Fabrication of Dye-sensitized Solar Cells and Synthesis of CuNiO2 Nanostructures Using a Photo-irradiation Technique

The synthesis method of nanomaterials, their shape, and sizes, is essential in improving the efficiency of the dye-sensitized solar cell by increasing energy absorption and conversion. In this work, metal oxide nanoparticles included: copper oxide (CuO), nickel oxide (NiO), and binary CuNiO2, were successfully synthesized via a photolysis method using UV lamb. Morphological, structural, optical, and electrical characterization were done using various techniques such as X-ray diffraction (XRD), field emission scanning electron microscope (FE-SEM), transmitted electron microscope (TEM), Energy-dispersive X-ray spectroscope (EDX) and, photoluminescence spectroscopy (PL). X-ray diffraction analysis confirmed that the synthesized metal oxide nanoparticles were formed. The average particle size copper oxide (CuO), nickel oxide (NiO), and binary CuNiO2 were rang 4-17 nm estimated by TEM. The optical properties were analyzed using photoluminescence spectroscopy (PL), and the bandgaps of CuO, NiO, and CuNiO2 nanoparticles were determined to be 2.83 eV, 3.4 eV and 2.04 eV Sequentially. We used photochemically synthesized CuO, NiO, and CuNiO2 nanoparticles to make dye-sensitized solar cells (DSSCs). In this research, two counter electrodes have been used: Graphene oxide Nano-Sheets and Graphene oxidesilver nanocomposite were synthesized by Modifying Hummers presses. Cibacron Brilliant Red B is one of the dyes used at the Wasit Governorate textile factory. The remainder is mostly discarded as wastewater used as a photosensitizer in our research. From the J -V curves, where efficiency ranged from 0.231  to 9.61 %, to 100 mW/cm2, the opening circuit voltage (Voc), the short t current density (Jsc), the fill factor (FF) and efficiency (h) was calculated. Finally, CuO, NiO, and CuNiO2 nanoparticles can be proven to increase the efficiency of dye-sensitized Solar Cells with brilliant B-dye cibacrons.

+-------+

* What the exercise asks: According to the text on dye-sensitized solar cells, what bandgap was determined for the NiO nanoparticles?

+-------+

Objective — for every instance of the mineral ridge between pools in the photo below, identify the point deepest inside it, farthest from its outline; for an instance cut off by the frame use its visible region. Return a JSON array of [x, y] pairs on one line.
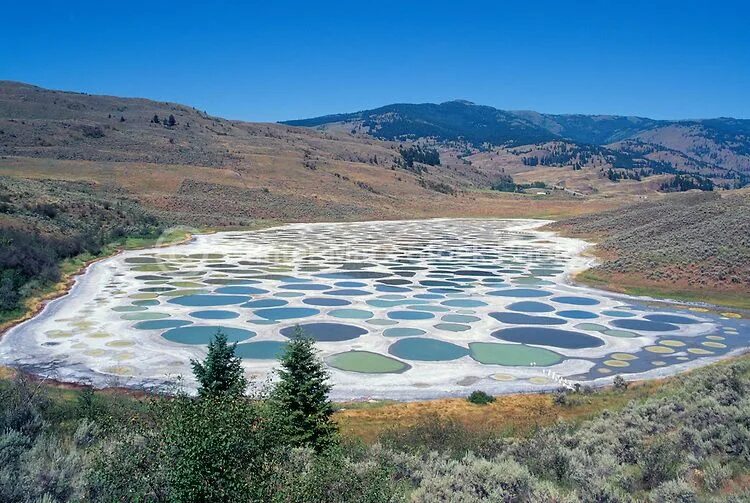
[[404, 310]]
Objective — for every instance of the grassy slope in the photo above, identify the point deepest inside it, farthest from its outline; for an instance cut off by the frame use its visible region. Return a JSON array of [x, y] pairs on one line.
[[690, 247]]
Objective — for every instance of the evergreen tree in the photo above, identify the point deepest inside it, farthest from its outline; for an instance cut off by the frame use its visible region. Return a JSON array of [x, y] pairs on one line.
[[221, 372], [299, 402]]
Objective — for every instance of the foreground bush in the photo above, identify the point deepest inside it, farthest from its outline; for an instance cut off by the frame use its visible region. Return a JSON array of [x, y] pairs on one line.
[[690, 442]]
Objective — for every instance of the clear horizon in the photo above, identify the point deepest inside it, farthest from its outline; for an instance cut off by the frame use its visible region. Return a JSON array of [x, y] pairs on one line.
[[675, 60]]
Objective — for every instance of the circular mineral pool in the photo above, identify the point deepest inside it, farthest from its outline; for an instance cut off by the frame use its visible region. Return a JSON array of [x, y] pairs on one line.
[[347, 292], [355, 314], [618, 314], [306, 286], [575, 301], [366, 362], [425, 349], [261, 350], [204, 334], [214, 315], [321, 301], [578, 314], [548, 337], [493, 353], [671, 318], [519, 292], [326, 332], [208, 300], [530, 306], [463, 303], [645, 325], [241, 290], [453, 327], [264, 303], [403, 332], [160, 324], [525, 319], [410, 315], [286, 313]]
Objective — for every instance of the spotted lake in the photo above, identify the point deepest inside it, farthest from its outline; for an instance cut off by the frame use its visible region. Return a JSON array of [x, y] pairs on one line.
[[405, 310]]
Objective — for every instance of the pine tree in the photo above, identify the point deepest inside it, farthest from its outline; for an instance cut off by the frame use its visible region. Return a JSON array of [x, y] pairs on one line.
[[221, 372], [299, 401]]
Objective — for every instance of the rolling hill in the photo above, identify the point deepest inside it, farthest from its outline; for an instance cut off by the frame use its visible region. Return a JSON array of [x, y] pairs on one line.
[[617, 147], [198, 169]]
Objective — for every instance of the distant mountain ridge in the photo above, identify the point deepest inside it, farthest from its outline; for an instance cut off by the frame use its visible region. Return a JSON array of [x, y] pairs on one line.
[[719, 146]]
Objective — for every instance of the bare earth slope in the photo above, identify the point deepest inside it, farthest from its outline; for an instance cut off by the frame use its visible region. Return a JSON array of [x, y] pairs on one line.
[[694, 245], [210, 171]]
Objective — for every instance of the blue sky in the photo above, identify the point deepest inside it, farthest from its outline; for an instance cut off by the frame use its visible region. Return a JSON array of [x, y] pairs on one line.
[[277, 60]]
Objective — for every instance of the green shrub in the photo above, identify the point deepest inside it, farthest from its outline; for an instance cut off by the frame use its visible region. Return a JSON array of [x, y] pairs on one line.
[[480, 398]]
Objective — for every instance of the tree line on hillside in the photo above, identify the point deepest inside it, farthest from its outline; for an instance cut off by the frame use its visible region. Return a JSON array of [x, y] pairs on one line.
[[505, 183], [419, 154], [682, 183]]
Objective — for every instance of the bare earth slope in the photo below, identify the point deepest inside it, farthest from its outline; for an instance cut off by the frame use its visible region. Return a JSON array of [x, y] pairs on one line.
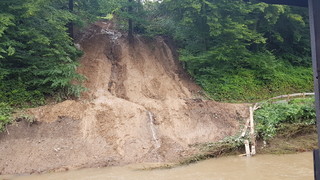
[[140, 107]]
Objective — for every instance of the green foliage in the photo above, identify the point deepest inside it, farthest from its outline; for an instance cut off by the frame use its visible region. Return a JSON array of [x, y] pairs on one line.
[[5, 115], [37, 56], [238, 50], [272, 116]]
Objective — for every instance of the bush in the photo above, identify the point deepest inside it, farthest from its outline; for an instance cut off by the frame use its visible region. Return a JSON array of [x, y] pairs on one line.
[[271, 117], [5, 115]]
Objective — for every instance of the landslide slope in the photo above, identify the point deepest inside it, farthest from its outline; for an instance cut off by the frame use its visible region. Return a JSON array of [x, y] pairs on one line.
[[140, 107]]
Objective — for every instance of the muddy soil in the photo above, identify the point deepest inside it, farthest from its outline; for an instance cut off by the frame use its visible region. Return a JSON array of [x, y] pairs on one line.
[[140, 106]]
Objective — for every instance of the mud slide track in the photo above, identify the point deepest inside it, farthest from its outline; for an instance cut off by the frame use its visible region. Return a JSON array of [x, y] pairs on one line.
[[140, 107]]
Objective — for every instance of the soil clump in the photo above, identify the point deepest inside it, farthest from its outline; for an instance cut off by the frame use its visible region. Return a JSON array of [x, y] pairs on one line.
[[140, 106]]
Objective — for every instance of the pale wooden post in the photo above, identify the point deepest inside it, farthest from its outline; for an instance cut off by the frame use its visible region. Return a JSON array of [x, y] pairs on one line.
[[314, 16]]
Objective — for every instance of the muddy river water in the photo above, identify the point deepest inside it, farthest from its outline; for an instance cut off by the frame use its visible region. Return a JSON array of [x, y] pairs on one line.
[[261, 167]]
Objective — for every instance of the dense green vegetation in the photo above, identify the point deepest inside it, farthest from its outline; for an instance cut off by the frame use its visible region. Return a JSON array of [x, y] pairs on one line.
[[239, 50], [273, 118]]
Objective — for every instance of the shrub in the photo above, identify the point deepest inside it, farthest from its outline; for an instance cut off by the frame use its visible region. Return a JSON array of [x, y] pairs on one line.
[[5, 115], [271, 117]]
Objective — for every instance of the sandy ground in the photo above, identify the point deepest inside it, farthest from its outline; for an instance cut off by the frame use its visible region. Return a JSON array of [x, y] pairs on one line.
[[140, 107]]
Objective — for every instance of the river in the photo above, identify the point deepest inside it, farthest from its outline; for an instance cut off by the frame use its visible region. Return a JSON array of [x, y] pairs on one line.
[[260, 167]]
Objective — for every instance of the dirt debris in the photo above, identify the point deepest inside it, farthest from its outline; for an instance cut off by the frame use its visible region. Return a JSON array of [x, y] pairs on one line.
[[111, 124]]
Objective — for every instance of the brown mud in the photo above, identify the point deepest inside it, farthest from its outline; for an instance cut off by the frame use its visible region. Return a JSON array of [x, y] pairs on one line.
[[140, 107]]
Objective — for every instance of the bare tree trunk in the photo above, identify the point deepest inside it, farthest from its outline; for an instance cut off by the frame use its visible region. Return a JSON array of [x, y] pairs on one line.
[[130, 23], [70, 25]]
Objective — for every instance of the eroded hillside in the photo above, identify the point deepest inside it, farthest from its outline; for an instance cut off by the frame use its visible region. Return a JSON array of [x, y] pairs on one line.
[[140, 107]]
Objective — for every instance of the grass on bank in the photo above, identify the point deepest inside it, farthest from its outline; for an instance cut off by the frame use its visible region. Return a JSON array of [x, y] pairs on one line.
[[286, 127]]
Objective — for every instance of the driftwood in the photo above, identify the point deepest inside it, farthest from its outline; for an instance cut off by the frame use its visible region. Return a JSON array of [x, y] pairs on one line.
[[250, 123], [292, 95]]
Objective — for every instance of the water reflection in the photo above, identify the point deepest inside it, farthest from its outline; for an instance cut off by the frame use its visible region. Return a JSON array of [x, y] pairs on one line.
[[261, 167]]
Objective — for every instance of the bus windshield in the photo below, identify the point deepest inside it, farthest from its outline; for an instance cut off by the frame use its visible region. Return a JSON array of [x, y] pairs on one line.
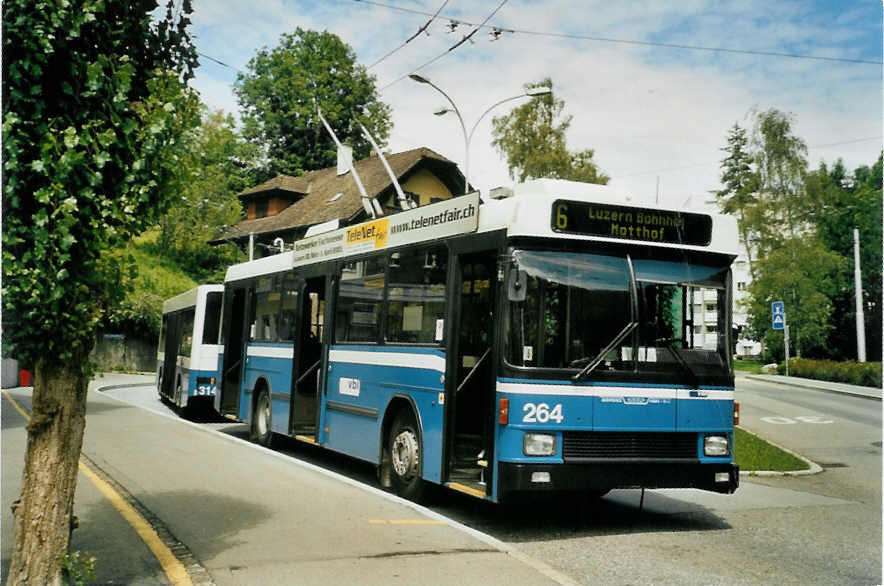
[[610, 317]]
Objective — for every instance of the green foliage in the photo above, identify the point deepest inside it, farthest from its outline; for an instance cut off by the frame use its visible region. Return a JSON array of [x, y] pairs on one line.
[[94, 103], [78, 568], [532, 138], [740, 185], [866, 374], [208, 179], [753, 453], [152, 280], [750, 366], [843, 202], [282, 89], [802, 274]]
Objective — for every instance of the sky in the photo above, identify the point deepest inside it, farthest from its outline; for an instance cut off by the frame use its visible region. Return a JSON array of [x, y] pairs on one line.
[[645, 89]]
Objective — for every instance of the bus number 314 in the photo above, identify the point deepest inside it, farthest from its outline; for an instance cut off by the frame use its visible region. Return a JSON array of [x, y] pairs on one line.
[[541, 413]]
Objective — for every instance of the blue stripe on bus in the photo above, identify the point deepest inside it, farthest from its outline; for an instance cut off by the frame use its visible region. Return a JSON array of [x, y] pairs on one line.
[[360, 436], [600, 413], [569, 382]]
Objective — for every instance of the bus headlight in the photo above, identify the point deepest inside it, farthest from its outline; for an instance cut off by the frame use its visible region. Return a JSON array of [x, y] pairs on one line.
[[716, 446], [539, 444]]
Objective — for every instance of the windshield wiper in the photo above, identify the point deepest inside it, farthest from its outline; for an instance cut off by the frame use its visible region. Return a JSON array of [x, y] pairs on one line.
[[695, 380], [580, 376]]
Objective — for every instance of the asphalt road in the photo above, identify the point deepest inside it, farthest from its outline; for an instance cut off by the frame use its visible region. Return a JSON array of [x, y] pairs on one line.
[[820, 529]]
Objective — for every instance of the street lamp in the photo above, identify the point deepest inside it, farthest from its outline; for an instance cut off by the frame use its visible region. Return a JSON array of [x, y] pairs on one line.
[[468, 136]]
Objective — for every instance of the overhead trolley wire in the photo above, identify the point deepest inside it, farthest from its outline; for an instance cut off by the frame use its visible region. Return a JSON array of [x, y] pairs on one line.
[[449, 50], [412, 37], [641, 43]]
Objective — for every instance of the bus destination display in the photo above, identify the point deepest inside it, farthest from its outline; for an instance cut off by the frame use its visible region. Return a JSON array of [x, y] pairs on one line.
[[629, 223]]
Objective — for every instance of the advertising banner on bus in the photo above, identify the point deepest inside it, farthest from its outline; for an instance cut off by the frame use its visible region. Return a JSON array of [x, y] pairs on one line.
[[458, 215]]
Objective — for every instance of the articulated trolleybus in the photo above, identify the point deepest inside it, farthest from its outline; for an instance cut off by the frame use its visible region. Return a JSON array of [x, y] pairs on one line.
[[561, 339], [187, 356]]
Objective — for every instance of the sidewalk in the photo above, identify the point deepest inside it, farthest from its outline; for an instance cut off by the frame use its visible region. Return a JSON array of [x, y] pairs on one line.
[[830, 387], [250, 515]]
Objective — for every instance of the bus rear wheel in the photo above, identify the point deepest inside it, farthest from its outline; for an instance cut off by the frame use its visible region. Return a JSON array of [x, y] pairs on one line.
[[405, 457], [260, 430]]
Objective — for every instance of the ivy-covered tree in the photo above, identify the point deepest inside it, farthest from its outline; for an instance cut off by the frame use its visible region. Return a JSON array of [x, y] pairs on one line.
[[281, 90], [95, 102], [532, 139]]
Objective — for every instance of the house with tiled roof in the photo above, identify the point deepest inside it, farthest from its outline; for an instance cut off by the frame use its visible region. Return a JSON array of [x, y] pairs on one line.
[[286, 207]]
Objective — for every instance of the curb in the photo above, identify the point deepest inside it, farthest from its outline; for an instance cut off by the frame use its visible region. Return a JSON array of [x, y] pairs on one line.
[[803, 385], [196, 572], [814, 467]]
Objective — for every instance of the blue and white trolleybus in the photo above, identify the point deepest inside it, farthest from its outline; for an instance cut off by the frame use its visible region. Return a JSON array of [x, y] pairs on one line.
[[561, 339], [187, 356]]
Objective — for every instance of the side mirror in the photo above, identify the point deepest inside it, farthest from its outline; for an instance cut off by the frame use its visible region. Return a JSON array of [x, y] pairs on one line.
[[517, 285]]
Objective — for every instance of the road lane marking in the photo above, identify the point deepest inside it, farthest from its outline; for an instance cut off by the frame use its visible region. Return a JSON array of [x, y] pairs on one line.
[[406, 522], [553, 574], [173, 568]]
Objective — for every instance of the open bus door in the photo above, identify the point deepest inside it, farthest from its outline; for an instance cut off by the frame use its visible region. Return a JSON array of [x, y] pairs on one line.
[[306, 375], [234, 335], [470, 394]]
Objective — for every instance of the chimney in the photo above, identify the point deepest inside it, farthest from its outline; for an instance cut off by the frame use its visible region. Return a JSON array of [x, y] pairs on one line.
[[345, 159]]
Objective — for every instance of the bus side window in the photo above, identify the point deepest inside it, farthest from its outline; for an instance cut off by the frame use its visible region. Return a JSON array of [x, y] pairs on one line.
[[267, 301], [360, 300], [416, 295], [289, 318]]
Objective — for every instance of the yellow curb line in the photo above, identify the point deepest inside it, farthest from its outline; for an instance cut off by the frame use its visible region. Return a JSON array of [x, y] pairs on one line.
[[173, 568]]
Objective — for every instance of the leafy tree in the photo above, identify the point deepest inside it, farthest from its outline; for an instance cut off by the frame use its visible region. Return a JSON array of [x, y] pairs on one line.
[[209, 178], [281, 90], [94, 103], [804, 275], [740, 186], [844, 202], [780, 210], [532, 139]]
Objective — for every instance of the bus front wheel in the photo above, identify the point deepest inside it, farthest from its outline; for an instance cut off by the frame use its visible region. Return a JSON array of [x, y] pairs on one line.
[[260, 430], [405, 457]]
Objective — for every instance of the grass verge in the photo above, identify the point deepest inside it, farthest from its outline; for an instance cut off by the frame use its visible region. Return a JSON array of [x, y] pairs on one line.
[[753, 453]]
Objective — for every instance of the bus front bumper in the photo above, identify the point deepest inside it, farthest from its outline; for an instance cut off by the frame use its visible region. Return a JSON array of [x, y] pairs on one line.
[[601, 477]]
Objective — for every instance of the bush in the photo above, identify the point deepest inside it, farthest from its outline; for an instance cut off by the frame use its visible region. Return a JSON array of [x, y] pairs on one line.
[[866, 374]]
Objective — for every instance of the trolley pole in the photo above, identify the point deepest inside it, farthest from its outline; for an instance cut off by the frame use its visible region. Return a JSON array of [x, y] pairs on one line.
[[858, 286]]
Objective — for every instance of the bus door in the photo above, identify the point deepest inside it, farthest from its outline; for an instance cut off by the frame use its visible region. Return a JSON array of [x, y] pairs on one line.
[[470, 394], [308, 359], [234, 334], [170, 354]]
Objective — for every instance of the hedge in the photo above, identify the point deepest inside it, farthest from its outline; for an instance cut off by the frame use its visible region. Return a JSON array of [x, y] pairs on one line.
[[866, 374]]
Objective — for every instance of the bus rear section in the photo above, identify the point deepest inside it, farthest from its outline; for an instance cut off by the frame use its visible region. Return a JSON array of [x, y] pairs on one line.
[[187, 356], [616, 371]]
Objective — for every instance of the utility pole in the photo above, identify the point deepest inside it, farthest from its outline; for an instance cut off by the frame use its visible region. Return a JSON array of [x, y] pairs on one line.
[[858, 286]]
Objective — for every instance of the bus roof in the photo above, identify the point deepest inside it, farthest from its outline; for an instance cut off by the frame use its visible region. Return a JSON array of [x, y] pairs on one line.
[[188, 298], [529, 212]]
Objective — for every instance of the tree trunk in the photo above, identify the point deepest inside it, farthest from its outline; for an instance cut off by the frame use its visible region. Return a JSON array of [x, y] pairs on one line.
[[43, 516]]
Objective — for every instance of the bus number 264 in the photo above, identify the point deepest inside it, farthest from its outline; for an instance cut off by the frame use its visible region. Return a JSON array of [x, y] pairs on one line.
[[541, 413]]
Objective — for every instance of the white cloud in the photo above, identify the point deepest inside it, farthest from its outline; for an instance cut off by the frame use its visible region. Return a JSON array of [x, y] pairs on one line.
[[648, 112]]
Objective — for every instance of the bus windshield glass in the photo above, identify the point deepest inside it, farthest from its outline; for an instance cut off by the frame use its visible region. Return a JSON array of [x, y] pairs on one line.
[[609, 317]]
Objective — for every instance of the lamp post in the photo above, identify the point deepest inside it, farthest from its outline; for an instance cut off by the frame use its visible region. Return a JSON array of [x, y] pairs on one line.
[[468, 136]]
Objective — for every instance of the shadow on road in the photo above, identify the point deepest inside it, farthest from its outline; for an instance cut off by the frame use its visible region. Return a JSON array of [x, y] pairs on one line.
[[620, 512]]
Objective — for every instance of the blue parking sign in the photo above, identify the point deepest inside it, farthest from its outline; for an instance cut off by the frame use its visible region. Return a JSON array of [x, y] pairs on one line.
[[778, 317]]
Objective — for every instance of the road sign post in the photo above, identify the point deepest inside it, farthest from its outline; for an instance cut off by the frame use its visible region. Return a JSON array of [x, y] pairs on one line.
[[778, 321]]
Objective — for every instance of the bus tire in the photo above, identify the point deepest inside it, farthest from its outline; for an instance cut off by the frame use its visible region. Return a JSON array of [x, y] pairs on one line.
[[404, 448], [260, 428]]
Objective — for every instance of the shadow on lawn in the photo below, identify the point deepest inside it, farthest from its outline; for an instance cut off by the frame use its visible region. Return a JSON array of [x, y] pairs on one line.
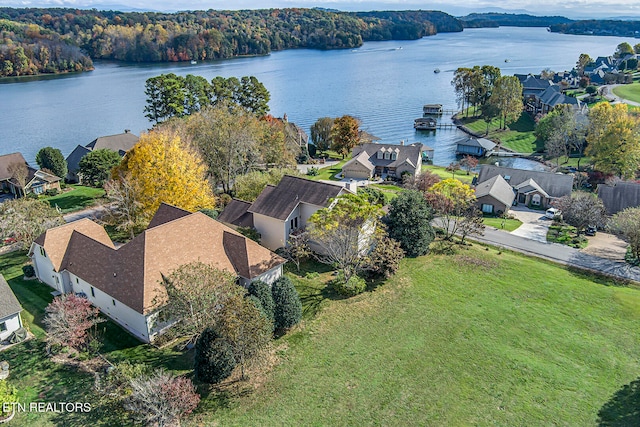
[[623, 409]]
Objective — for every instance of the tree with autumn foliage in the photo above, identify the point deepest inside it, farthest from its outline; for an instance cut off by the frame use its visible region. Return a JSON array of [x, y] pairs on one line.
[[345, 134], [613, 135], [451, 200], [161, 399], [163, 170], [68, 321]]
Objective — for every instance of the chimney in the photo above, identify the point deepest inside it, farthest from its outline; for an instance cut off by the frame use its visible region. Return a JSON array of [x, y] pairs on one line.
[[352, 186]]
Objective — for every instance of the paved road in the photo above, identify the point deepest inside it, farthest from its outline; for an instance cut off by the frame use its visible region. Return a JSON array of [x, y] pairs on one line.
[[559, 253]]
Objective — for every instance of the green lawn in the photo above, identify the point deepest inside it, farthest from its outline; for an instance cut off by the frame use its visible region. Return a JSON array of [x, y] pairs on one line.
[[507, 224], [457, 341], [518, 137], [630, 92], [450, 340], [442, 172], [77, 198]]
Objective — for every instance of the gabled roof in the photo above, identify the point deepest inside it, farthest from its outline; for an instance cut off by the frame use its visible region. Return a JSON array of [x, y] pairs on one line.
[[619, 197], [529, 186], [497, 188], [132, 274], [236, 213], [279, 201], [9, 304], [478, 142], [120, 143], [7, 160], [555, 185]]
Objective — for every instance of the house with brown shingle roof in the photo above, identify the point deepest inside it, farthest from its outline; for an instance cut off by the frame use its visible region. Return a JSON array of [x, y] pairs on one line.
[[125, 282]]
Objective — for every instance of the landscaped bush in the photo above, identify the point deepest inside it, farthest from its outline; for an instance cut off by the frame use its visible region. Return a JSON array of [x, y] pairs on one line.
[[214, 359], [262, 292], [354, 286], [28, 271], [288, 308]]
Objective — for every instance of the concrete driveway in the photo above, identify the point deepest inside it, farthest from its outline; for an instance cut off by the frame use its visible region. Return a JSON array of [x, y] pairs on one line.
[[534, 224]]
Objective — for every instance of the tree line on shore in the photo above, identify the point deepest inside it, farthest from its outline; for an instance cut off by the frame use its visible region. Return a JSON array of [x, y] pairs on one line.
[[199, 35]]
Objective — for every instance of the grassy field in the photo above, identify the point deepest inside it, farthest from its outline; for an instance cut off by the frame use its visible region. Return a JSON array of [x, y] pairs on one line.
[[442, 172], [630, 92], [518, 137], [78, 198], [508, 224], [450, 340], [457, 341]]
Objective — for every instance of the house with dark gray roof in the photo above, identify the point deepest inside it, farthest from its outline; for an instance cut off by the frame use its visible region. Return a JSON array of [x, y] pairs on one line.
[[386, 160], [120, 143], [532, 188], [280, 210], [10, 309], [125, 282], [494, 196], [619, 197], [473, 146], [36, 181]]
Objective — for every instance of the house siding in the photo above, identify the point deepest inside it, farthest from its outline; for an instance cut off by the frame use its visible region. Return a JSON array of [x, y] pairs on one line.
[[134, 322], [12, 323]]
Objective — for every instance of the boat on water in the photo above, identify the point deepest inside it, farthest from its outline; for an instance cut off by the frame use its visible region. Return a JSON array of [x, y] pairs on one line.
[[425, 123]]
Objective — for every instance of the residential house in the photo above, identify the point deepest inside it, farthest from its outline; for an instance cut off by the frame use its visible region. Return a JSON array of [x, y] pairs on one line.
[[281, 209], [533, 188], [10, 309], [125, 282], [619, 197], [36, 181], [472, 146], [494, 196], [386, 160], [120, 143]]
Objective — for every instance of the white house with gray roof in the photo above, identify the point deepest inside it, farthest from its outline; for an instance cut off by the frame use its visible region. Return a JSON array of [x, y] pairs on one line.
[[10, 309], [386, 160]]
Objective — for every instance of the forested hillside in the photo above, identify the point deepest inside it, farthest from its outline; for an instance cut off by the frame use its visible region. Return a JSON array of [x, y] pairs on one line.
[[27, 49], [212, 34]]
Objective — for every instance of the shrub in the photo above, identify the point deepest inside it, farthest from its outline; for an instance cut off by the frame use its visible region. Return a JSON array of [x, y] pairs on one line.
[[262, 292], [354, 286], [214, 360], [28, 271], [288, 308]]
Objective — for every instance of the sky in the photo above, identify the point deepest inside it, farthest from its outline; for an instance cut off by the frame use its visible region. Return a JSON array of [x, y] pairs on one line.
[[570, 8]]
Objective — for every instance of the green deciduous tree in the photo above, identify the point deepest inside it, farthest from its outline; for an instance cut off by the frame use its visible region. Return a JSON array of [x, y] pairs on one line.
[[95, 167], [345, 134], [26, 219], [409, 222], [321, 133], [507, 99], [214, 360], [52, 159], [288, 308]]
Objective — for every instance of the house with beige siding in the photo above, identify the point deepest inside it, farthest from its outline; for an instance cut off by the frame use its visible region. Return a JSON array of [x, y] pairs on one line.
[[125, 282]]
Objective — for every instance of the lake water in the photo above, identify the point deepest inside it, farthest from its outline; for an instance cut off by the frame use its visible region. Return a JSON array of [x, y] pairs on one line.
[[384, 84]]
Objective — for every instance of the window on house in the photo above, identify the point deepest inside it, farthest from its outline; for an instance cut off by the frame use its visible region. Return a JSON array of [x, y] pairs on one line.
[[487, 208]]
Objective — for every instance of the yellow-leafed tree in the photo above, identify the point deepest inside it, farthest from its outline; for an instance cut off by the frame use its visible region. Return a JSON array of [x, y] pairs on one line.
[[160, 169]]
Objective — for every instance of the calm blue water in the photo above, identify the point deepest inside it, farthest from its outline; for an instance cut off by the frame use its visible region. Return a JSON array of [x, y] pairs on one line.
[[384, 84]]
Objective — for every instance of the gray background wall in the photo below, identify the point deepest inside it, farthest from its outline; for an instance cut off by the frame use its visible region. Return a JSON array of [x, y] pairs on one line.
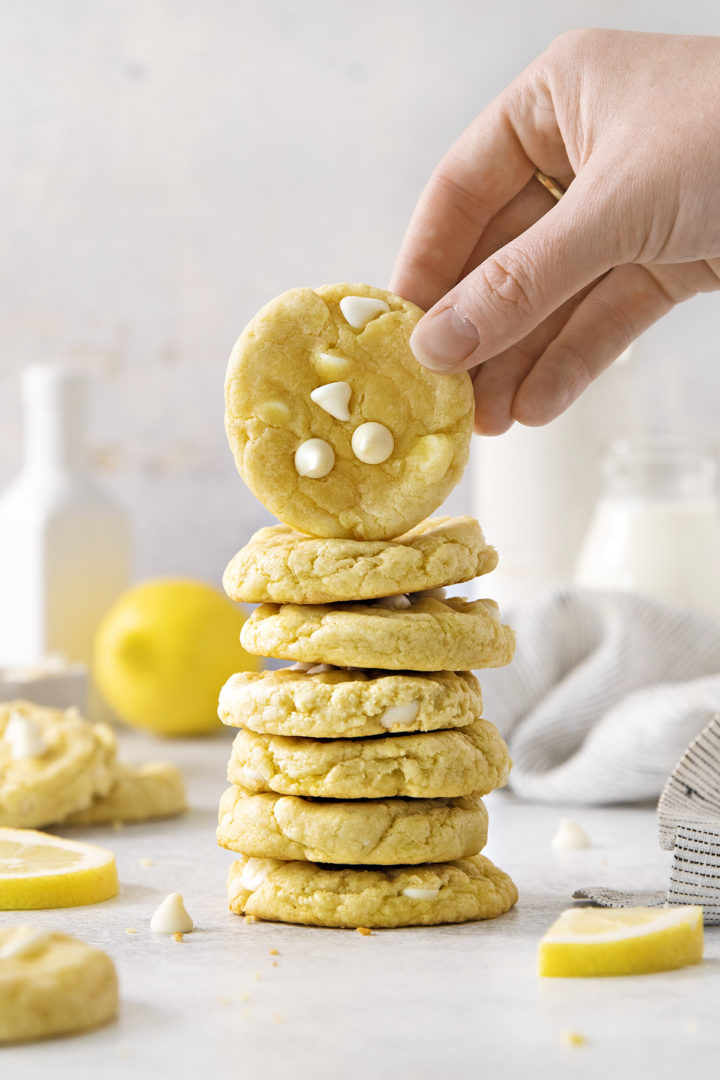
[[168, 165]]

+-------+

* Exercise output: 3.4 eV